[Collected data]

************

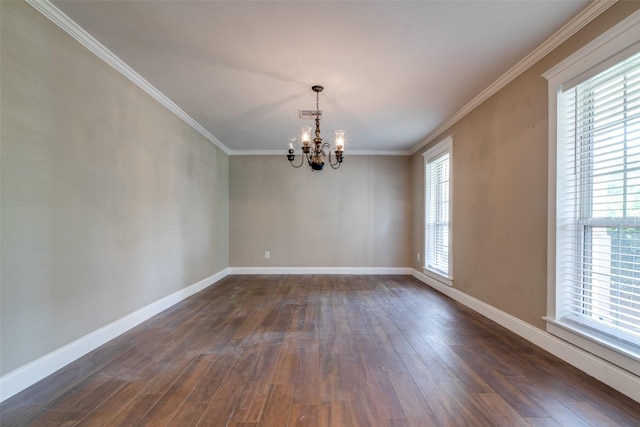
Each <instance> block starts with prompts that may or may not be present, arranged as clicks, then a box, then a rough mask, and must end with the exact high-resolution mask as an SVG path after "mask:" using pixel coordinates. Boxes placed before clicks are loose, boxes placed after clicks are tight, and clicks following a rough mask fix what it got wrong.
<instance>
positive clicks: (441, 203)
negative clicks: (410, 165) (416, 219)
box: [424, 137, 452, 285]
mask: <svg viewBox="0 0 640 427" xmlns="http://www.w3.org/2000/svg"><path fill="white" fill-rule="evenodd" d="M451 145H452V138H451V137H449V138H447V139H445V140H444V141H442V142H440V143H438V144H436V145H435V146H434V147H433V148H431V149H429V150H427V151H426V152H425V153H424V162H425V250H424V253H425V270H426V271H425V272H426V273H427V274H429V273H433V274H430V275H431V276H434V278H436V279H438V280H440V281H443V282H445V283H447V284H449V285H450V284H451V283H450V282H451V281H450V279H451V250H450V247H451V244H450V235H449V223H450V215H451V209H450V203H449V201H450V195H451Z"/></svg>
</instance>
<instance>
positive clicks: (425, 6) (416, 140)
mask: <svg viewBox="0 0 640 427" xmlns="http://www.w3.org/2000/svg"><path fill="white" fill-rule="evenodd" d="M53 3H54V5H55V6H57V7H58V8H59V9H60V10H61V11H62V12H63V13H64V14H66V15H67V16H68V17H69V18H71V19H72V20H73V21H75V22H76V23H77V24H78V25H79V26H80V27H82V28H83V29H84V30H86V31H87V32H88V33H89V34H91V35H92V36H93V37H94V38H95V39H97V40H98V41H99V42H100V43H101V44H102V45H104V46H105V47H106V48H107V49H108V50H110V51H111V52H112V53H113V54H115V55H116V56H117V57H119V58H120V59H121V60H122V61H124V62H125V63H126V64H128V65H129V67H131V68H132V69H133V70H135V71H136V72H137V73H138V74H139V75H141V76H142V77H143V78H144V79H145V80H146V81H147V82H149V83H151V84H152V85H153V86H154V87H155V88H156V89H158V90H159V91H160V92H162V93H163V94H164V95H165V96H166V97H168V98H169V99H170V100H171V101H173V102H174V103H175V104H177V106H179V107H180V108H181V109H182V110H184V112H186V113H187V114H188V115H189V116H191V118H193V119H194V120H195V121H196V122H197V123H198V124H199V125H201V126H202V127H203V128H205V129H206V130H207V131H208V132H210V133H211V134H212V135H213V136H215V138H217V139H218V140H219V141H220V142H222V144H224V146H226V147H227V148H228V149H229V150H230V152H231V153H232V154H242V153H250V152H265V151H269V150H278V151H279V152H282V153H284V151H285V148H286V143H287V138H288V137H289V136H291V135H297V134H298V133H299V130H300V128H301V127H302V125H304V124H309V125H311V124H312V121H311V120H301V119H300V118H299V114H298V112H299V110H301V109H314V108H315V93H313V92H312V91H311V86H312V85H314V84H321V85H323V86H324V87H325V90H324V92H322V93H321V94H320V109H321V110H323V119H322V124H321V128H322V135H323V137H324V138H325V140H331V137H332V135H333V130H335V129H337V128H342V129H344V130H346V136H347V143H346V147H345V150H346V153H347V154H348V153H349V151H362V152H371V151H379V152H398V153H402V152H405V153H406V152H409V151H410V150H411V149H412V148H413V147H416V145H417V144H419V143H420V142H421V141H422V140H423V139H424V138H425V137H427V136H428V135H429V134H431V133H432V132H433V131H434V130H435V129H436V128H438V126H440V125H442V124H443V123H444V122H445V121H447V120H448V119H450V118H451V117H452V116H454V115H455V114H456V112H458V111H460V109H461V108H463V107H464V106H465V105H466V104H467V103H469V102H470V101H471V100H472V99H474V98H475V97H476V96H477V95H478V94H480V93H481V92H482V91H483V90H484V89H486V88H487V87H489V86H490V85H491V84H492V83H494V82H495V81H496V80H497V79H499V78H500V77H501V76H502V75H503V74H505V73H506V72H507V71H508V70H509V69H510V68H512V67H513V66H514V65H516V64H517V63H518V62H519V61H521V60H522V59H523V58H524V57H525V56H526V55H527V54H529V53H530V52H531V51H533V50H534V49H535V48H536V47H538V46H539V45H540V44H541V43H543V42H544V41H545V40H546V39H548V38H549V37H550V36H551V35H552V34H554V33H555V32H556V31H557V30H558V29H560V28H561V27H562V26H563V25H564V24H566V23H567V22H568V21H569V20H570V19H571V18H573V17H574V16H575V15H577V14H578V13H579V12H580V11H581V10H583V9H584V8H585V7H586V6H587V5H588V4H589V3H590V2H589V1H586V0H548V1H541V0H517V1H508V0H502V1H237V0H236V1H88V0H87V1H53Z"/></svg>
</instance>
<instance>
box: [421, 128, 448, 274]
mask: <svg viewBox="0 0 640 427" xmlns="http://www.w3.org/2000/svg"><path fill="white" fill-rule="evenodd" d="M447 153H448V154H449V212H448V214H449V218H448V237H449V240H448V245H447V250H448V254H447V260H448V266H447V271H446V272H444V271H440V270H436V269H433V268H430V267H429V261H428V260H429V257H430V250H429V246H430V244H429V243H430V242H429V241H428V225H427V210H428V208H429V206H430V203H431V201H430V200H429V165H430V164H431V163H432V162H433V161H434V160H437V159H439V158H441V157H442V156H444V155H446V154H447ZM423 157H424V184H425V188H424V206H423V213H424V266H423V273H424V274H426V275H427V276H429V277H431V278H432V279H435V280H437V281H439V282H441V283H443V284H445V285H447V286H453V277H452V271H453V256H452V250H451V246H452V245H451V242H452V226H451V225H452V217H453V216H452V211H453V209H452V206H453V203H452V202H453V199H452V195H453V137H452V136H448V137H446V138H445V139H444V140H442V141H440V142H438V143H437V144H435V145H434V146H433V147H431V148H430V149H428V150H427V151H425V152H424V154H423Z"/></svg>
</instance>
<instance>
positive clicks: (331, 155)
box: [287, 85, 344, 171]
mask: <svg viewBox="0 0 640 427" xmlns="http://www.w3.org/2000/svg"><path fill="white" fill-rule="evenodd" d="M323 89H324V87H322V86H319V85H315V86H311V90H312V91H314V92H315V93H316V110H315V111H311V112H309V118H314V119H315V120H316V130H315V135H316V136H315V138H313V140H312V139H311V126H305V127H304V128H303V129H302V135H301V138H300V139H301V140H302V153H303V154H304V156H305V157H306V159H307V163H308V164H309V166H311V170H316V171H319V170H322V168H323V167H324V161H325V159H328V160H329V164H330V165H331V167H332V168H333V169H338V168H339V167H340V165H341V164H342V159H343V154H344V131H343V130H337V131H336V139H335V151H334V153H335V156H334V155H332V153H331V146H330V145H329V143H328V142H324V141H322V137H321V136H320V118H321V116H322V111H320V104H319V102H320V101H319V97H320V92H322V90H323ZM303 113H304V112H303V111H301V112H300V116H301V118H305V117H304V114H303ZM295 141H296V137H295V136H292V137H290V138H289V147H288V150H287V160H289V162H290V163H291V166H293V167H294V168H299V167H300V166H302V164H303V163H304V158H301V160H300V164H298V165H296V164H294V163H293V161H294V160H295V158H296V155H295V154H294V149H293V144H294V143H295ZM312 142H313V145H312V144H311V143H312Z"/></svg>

************

### AIM OF THE TASK
Switch "positive clicks" to "foreground clicks" in all of the lines above and give them back with nothing else altered. Leave the pictures out.

### OUTPUT
Each <instance> block starts with prompts that may or may not be present, arranged as clicks, then a box, then a rough mask, and must end with the exact high-resolution mask as an SVG path after "mask:" using pixel coordinates. Boxes placed before clicks are loose, boxes placed after clicks are tight, and clicks following a rough mask fix what it got wrong.
<instance>
foreground clicks: (441, 203)
negative clicks: (410, 165) (416, 219)
box: [424, 137, 452, 285]
mask: <svg viewBox="0 0 640 427" xmlns="http://www.w3.org/2000/svg"><path fill="white" fill-rule="evenodd" d="M451 145H452V138H451V137H449V138H447V139H445V140H444V141H442V142H440V143H438V144H436V145H435V146H434V147H433V148H431V149H429V150H427V151H426V152H425V153H424V162H425V250H424V253H425V270H426V271H425V272H426V273H427V274H429V273H433V274H430V275H431V276H434V278H436V279H438V280H440V281H443V282H445V283H447V284H449V285H450V284H451V283H450V282H451V281H450V279H451V250H450V247H451V244H450V235H449V223H450V215H451V209H450V203H449V201H450V195H451Z"/></svg>
</instance>
<instance>
foreground clicks: (425, 6) (416, 140)
mask: <svg viewBox="0 0 640 427" xmlns="http://www.w3.org/2000/svg"><path fill="white" fill-rule="evenodd" d="M53 3H54V5H55V6H57V7H58V8H59V9H60V10H61V11H62V12H63V13H64V14H66V15H67V16H68V17H69V18H71V19H72V20H73V21H75V22H76V23H77V24H78V25H79V26H80V27H82V28H83V29H84V30H86V31H87V32H88V33H89V34H91V35H92V36H93V37H94V38H95V39H97V40H98V41H99V42H100V43H101V44H102V45H104V46H105V47H106V48H107V49H108V50H110V51H111V52H112V53H113V54H115V55H116V56H117V57H119V58H120V59H121V60H122V61H124V62H125V63H126V64H128V65H129V67H131V68H132V69H133V70H135V71H136V72H137V73H138V74H139V75H141V76H142V77H143V78H144V79H145V80H146V81H147V82H149V83H151V84H152V85H153V86H154V87H155V88H156V89H158V90H159V91H160V92H162V93H163V94H164V95H165V96H166V97H168V98H169V99H170V100H171V101H173V102H174V103H175V104H177V106H179V107H180V108H181V109H182V110H184V112H186V113H187V114H188V115H189V116H191V118H193V119H194V120H195V121H196V122H197V123H198V124H199V125H201V126H202V127H203V128H205V129H206V130H207V131H208V132H210V133H211V134H212V135H213V136H215V138H217V139H218V140H219V141H220V142H222V144H224V146H226V147H227V148H228V149H229V150H230V152H231V153H232V154H242V153H250V152H265V151H269V150H278V151H279V152H282V153H284V151H285V148H286V143H287V138H288V137H289V136H291V135H297V134H298V133H299V130H300V128H301V127H302V125H304V124H309V125H311V124H312V121H311V120H301V119H300V118H299V114H298V112H299V110H301V109H314V108H315V93H313V92H312V91H311V86H312V85H314V84H321V85H323V86H324V87H325V90H324V92H322V93H321V94H320V109H321V110H323V119H322V124H321V128H322V135H323V137H324V138H325V140H331V137H332V135H333V130H335V129H337V128H342V129H344V130H346V136H347V143H346V147H345V150H346V153H347V154H348V153H349V151H362V152H371V151H379V152H398V153H402V152H405V153H406V152H409V151H410V150H411V149H412V148H413V147H416V145H417V144H419V143H420V142H421V141H422V140H423V139H424V138H425V137H427V136H428V135H429V134H431V133H432V132H433V131H434V130H435V129H436V128H438V126H440V125H442V124H443V123H444V122H445V121H447V120H448V119H450V118H451V117H452V116H454V115H455V114H456V112H458V111H460V109H461V108H463V107H464V106H465V105H466V104H467V103H469V102H470V101H471V100H472V99H474V98H475V97H476V96H477V95H478V94H480V93H481V92H482V91H483V90H484V89H486V88H487V87H489V86H490V85H491V84H492V83H494V82H495V81H496V80H497V79H499V78H500V77H501V76H502V75H503V74H505V73H506V72H507V71H508V70H509V69H510V68H512V67H513V66H514V65H516V64H517V63H518V62H519V61H521V60H522V59H523V58H524V57H525V56H526V55H527V54H529V53H530V52H531V51H533V50H534V49H535V48H536V47H538V46H539V45H540V44H541V43H543V42H544V41H545V40H546V39H548V38H549V37H550V36H551V35H552V34H554V33H555V32H556V31H557V30H558V29H560V28H561V27H562V26H563V25H564V24H566V23H567V22H568V21H569V20H570V19H571V18H573V17H574V16H575V15H577V14H578V13H579V12H580V11H581V10H583V9H584V8H585V7H586V6H587V5H588V4H589V3H590V2H589V1H586V0H548V1H541V0H517V1H508V0H502V1H237V0H236V1H88V0H87V1H53Z"/></svg>
</instance>
<instance>
box: [421, 128, 448, 274]
mask: <svg viewBox="0 0 640 427" xmlns="http://www.w3.org/2000/svg"><path fill="white" fill-rule="evenodd" d="M447 153H448V154H449V212H448V214H449V218H448V237H449V240H448V245H447V250H448V254H447V260H448V266H447V271H446V272H444V271H440V270H436V269H433V268H430V267H429V261H428V260H429V257H430V250H429V246H430V244H429V243H430V242H429V241H428V225H427V210H428V208H429V206H430V203H431V201H430V200H429V165H430V164H431V163H432V162H433V161H434V160H437V159H439V158H441V157H442V156H444V155H446V154H447ZM423 157H424V184H425V188H424V206H423V213H424V266H423V273H424V274H426V275H427V276H429V277H431V278H432V279H435V280H437V281H439V282H441V283H443V284H445V285H447V286H453V277H452V271H453V256H452V250H451V246H452V245H451V242H452V226H451V225H452V217H453V216H452V211H453V209H452V206H453V203H452V202H453V199H452V195H453V137H452V136H448V137H446V138H445V139H444V140H442V141H440V142H438V143H437V144H435V145H434V146H433V147H431V148H430V149H428V150H427V151H425V152H424V154H423Z"/></svg>
</instance>
<instance>
foreground clicks: (331, 155)
box: [287, 85, 344, 171]
mask: <svg viewBox="0 0 640 427" xmlns="http://www.w3.org/2000/svg"><path fill="white" fill-rule="evenodd" d="M323 89H324V87H322V86H319V85H315V86H311V90H312V91H314V92H315V93H316V110H315V111H311V112H309V118H314V119H315V120H316V130H315V135H316V136H315V138H313V140H312V139H311V126H305V127H304V128H303V129H302V135H301V138H300V139H301V140H302V153H303V154H304V156H305V157H306V159H307V163H308V164H309V166H311V170H316V171H319V170H322V168H323V167H324V161H325V159H328V160H329V164H330V165H331V167H332V168H333V169H338V168H339V167H340V165H341V164H342V159H343V154H344V131H343V130H337V131H336V139H335V151H334V153H335V156H334V155H332V153H331V146H330V145H329V143H328V142H324V141H322V137H321V136H320V118H321V116H322V111H320V104H319V102H320V101H319V97H320V92H322V90H323ZM303 113H304V112H303V111H301V112H300V116H301V118H305V117H304V114H303ZM295 141H296V137H295V136H292V137H290V138H289V147H288V150H287V160H289V162H290V163H291V166H293V167H294V168H299V167H300V166H302V164H303V163H304V158H301V160H300V164H298V165H296V164H294V163H293V161H294V160H295V158H296V155H295V154H294V149H293V144H294V143H295ZM312 142H313V145H312V144H311V143H312Z"/></svg>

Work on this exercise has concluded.